[Record excerpts start]

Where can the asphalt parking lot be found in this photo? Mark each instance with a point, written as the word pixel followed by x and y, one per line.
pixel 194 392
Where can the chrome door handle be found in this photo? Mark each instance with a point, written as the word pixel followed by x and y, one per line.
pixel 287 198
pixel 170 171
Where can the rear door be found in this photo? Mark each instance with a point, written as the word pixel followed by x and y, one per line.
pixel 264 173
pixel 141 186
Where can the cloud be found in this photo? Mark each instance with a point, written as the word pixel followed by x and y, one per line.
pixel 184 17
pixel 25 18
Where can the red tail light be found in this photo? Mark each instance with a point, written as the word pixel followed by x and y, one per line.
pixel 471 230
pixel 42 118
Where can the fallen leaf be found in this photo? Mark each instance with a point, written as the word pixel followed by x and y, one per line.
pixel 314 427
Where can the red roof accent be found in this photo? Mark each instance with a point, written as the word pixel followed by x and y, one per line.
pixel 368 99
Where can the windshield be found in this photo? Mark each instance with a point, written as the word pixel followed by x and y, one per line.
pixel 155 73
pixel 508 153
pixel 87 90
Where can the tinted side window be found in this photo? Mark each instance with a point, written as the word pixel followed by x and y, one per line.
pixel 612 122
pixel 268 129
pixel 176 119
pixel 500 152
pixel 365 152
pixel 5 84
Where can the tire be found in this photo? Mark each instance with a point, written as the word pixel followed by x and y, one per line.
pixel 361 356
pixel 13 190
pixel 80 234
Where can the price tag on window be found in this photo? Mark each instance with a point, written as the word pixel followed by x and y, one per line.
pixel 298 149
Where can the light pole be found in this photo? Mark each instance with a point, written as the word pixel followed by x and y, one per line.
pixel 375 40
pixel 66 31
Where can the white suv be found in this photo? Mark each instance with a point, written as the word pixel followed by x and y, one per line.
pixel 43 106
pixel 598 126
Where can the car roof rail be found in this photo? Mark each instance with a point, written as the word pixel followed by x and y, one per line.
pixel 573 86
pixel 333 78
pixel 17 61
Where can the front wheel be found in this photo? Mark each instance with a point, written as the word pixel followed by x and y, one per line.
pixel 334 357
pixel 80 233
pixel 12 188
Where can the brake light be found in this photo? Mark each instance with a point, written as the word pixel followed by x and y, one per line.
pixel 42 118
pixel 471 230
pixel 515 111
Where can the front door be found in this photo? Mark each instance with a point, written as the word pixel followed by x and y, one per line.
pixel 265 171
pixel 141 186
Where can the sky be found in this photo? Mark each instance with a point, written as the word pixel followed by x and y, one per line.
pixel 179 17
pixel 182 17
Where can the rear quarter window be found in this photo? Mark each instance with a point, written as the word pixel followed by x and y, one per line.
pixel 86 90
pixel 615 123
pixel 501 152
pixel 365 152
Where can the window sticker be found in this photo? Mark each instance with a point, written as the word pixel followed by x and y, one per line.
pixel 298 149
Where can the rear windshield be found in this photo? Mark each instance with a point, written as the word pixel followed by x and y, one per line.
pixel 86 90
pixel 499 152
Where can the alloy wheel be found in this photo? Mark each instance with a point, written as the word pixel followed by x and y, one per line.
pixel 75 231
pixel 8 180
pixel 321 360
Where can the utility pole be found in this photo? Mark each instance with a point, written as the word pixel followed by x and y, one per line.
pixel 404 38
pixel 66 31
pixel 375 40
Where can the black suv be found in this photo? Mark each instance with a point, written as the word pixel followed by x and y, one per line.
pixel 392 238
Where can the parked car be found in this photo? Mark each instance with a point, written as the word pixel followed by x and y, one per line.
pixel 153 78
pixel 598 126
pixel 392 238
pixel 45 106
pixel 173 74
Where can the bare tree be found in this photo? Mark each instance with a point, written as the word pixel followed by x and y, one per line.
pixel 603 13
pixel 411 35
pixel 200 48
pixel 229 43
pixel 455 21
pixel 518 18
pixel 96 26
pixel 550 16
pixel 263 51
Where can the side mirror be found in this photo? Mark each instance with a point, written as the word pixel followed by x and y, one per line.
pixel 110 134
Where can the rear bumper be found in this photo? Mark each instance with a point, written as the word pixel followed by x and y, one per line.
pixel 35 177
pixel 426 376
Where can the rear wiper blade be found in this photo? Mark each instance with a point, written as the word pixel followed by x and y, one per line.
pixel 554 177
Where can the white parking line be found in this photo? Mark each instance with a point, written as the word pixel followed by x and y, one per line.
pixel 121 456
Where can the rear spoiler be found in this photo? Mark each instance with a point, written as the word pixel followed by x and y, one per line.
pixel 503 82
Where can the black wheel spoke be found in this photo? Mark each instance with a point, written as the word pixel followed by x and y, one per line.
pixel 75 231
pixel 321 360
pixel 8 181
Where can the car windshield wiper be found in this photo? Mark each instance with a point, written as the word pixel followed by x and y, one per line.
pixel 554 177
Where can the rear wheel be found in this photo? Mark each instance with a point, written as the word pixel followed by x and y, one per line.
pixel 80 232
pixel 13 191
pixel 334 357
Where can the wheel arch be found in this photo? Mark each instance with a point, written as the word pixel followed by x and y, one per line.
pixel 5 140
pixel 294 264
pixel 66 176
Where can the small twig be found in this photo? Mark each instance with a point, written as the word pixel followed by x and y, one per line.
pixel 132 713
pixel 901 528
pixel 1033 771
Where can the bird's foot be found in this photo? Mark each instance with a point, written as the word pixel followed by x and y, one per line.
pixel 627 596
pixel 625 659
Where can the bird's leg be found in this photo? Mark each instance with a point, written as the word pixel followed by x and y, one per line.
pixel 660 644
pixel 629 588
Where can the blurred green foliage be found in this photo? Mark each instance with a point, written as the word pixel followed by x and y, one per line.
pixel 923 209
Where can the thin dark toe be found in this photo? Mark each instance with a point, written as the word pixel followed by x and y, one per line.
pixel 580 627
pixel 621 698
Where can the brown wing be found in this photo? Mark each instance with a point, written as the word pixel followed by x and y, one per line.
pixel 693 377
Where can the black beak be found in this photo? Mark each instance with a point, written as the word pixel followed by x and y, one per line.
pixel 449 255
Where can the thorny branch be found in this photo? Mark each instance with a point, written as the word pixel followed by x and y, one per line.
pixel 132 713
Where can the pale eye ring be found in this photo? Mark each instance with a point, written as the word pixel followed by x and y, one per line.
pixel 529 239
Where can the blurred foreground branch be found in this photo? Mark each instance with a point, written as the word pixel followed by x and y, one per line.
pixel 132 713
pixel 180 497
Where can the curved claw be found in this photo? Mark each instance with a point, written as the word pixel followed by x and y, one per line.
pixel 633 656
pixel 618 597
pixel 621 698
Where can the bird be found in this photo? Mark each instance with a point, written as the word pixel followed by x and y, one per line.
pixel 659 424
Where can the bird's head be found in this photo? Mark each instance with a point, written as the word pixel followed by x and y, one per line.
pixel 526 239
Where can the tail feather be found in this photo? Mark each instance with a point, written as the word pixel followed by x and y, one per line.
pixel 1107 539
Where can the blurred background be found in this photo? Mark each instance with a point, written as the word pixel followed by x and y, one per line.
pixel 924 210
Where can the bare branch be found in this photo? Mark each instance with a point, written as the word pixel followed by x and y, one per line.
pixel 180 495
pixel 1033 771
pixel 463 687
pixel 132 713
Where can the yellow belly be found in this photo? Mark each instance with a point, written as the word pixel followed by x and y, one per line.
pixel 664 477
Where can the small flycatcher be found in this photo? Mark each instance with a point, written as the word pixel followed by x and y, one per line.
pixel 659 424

[Record excerpts end]

- **Work to complete**
Return all of the records above verbatim, line for line, with nothing added, dropped, or changed.

- **The reply**
Where can the asphalt parking lot be found in this photo? Mark each instance with a point, written as the word pixel followed by x and y, one per line.
pixel 194 392
Where can the chrome door handle be found in this photo? Mark each instance with a point, written as the word pixel followed by x and y, one per line.
pixel 287 198
pixel 170 171
Where can the rear door be found in this photo? Mark each instance with a point, written as the word pixel followed by x and y, one per line.
pixel 264 173
pixel 141 186
Where can the cloud be found in this photo? Mark each instance with a point, written as the word pixel followed by x and y, one per line.
pixel 184 17
pixel 25 18
Where can the red tail light be found in this photo? Mark each instance with a point, written as the word pixel followed by x and y, one per line.
pixel 471 230
pixel 42 118
Where can the fallen leaf be found in this photo? Mark each instance with a point, written as the word pixel followed by x and y, one per line.
pixel 314 427
Where can the red roof accent be found in this photo? Mark each instance with a point, written as the word pixel followed by x and y, one per line.
pixel 368 99
Where can the windshield be found in this photo? Mark each instance with a point, written as the word pixel followed by x and y, one per line.
pixel 155 73
pixel 508 153
pixel 87 90
Where can the tinted side window be found in this photo? Mark each instance with a point, written as the word pixel followed by x and y, one per line.
pixel 612 122
pixel 268 129
pixel 176 119
pixel 500 152
pixel 365 152
pixel 5 84
Where can the tire be found in this photo? Mark each instance with a point, written as the word pixel followed by x and y, one per line.
pixel 361 356
pixel 13 190
pixel 80 234
Where can the price tag on window be found in this photo? Mark each instance with a point, written as the word pixel followed by x and y, one per line.
pixel 298 149
Where can the light pole be found in this photo? Mark each instance with a point, written as the word pixel followed by x and y, one per line.
pixel 375 40
pixel 66 31
Where can the white suv be found in this photo? Mark each instance with a point, written as the word pixel followed by x and y, one per line.
pixel 43 106
pixel 598 126
Where can the car roof rail be found in this photo? Mark each instance with a point, written as the word pixel followed by x and y, one per line.
pixel 573 86
pixel 333 78
pixel 17 61
Where can the front wheel be found in this photo? Mark each instance with a point, written as the word pixel followed by x and y, one per line.
pixel 334 357
pixel 80 233
pixel 12 188
Where can the brake light be found in this photo? Mark each instance with a point, written as the word pixel followed by x and y, one per line.
pixel 42 118
pixel 471 230
pixel 515 111
Where can the front door be found in this photo? Mark each instance with a point, written as the word pixel followed by x and y, one per line.
pixel 265 171
pixel 141 186
Where can the sky be found in this photo? Mark each instance with a point, written as the word pixel followed by x and y, one per line.
pixel 179 17
pixel 182 17
Where can the rear quarter window be found in this photo? Mark each instance with a point, written as the word pixel followed by x and y, one per line.
pixel 86 90
pixel 615 123
pixel 501 152
pixel 365 152
Where can the window sticker be found in this photo? Mark each instance with a point, written as the word pixel followed by x and y, one per line.
pixel 298 149
Where can the rear windshield be found in this photo? Mark each instance with a point, written as the word pixel followed by x and y, one per line.
pixel 86 90
pixel 499 152
Where can the alloy wheel be found in this photo? Mark each instance with a point, written as the word pixel followed by x and y, one per line.
pixel 75 231
pixel 8 180
pixel 321 360
Where can the utility pole be found in this photo? Mark each instance with a point, written as the word pixel followed by x and y, one per line.
pixel 404 38
pixel 66 31
pixel 375 40
Where can the black suv be found in this photo? Mark each instance with a point, written as the word pixel followed by x and y, one per line.
pixel 392 238
Where can the parked car be found in this photo? Mark each instance with a point, written as the word pixel followed by x and y, one per line.
pixel 153 78
pixel 598 126
pixel 392 238
pixel 45 106
pixel 173 74
Where can the bare tree be found in this photo? Mark each instance with a point, written as the word pixel followed by x and y, one per line.
pixel 603 13
pixel 411 35
pixel 200 48
pixel 229 43
pixel 455 21
pixel 518 18
pixel 96 26
pixel 550 16
pixel 263 51
Where can the side mirror be found in this photo? Mark each instance with a point, written as the word pixel followed by x and y, one per line.
pixel 110 134
Where can the rear bumper be found in this photo? Mark each instance with a point, written as the word pixel followed by x and y, one per line.
pixel 35 177
pixel 426 376
Where can the rear wiper blade be found in this photo? Mark each instance with a point, written as the word pixel followed by x and y, one per line.
pixel 554 177
Where can the white parking line be found in this photo? Mark each instance with a point, written as the word pixel followed by x and y, one per line.
pixel 121 456
Where can the rear spoiler be found in this photo? Mark each instance with a point, written as the word pixel followed by x and y, one per line.
pixel 503 82
Where can the black wheel spoke be found in this photo? Mark each instance with a point, written as the word pixel followed by x and y, one per line.
pixel 75 231
pixel 321 360
pixel 8 181
Where can the car windshield wiper be found in this photo? Mark each instance with a point, written as the word pixel followed by x and y, one per line.
pixel 554 177
Where can the rear wheel be found in this photo? Mark each instance with a point, written as the word pixel followed by x and y, one per line.
pixel 80 232
pixel 13 191
pixel 334 357
Where can the wheel arch be found in this photo? Mark each instance with a point, written as the word pixel followed by x and y, one per line.
pixel 5 140
pixel 294 264
pixel 66 176
Where can the small twig be found in this photo? Mark each instance with a point, written as the word pixel followed by x and y, one per line.
pixel 132 713
pixel 901 528
pixel 1033 771
Where can the bird's foot be found in this photo? Mark each instance with a point, written as the word pixel followed by x and y, one per line.
pixel 627 596
pixel 625 659
Where can the bird's leg be found in this photo? Mark each instance with a point, written as the word pixel followed by x and y, one per line.
pixel 660 644
pixel 629 588
Where can the blurred green foliage be found in this photo? Mark each instance with a point, written as the word pixel followed by x and y, one per line.
pixel 923 209
Where can the thin dark toe be found in this photo? Mark each instance with a point, written as the word pixel followed by x and y, one per line.
pixel 580 627
pixel 621 698
Where can the brown wing be found in this photo? Mark each instance with a point, written as the word pixel followed by x and y, one per line.
pixel 693 377
Where can the black beak be found in this photo? Mark each instance with a point, written as the word pixel followed by x and y, one per line.
pixel 449 255
Where can the thorny branch be found in this photo? Mark each instance with a point, written as the word pixel followed by x and y, one per line.
pixel 132 713
Where can the pale eye ring be found in this photo? Mark each instance with a point, written as the word pixel followed by x and y, one per line.
pixel 529 239
Where can the blurred foreground branch be found in this photo? Mark each instance with a point, written as the word pixel followed by x and y, one per line.
pixel 132 713
pixel 180 497
Where can the curved claw be found in this photo? Mark each instance with a point, written as the word pixel followed by x and y, one per line.
pixel 633 656
pixel 618 597
pixel 621 698
Where can the bird be found in this photo? Mark each instance with a point, written as the word pixel followed by x and y, one per line.
pixel 659 424
Where can the bird's head be found in this photo? Mark each instance with a point, written as the word pixel followed by x and y, one per line.
pixel 526 239
Where can the tail feather be found in this photo? Mark each instance with a point, written as the word pixel followed by x and y, one per line.
pixel 1107 539
Where can the blurred background be found in this photo? Mark each instance with a point, written as the word pixel followed by x and y, one per line.
pixel 924 210
Where can the bare branch be found in this photo? Mark each instance with a point, written as the word pixel followed by x and y, one per line.
pixel 180 495
pixel 1033 771
pixel 463 687
pixel 132 713
Where can the yellow belly be found in this photo? Mark each instance with a point, written as the word pixel followed by x and y, one per line.
pixel 664 477
Where can the small flycatcher be found in this photo? Mark each instance with a point, written as the word pixel followed by x and y, one per line.
pixel 659 424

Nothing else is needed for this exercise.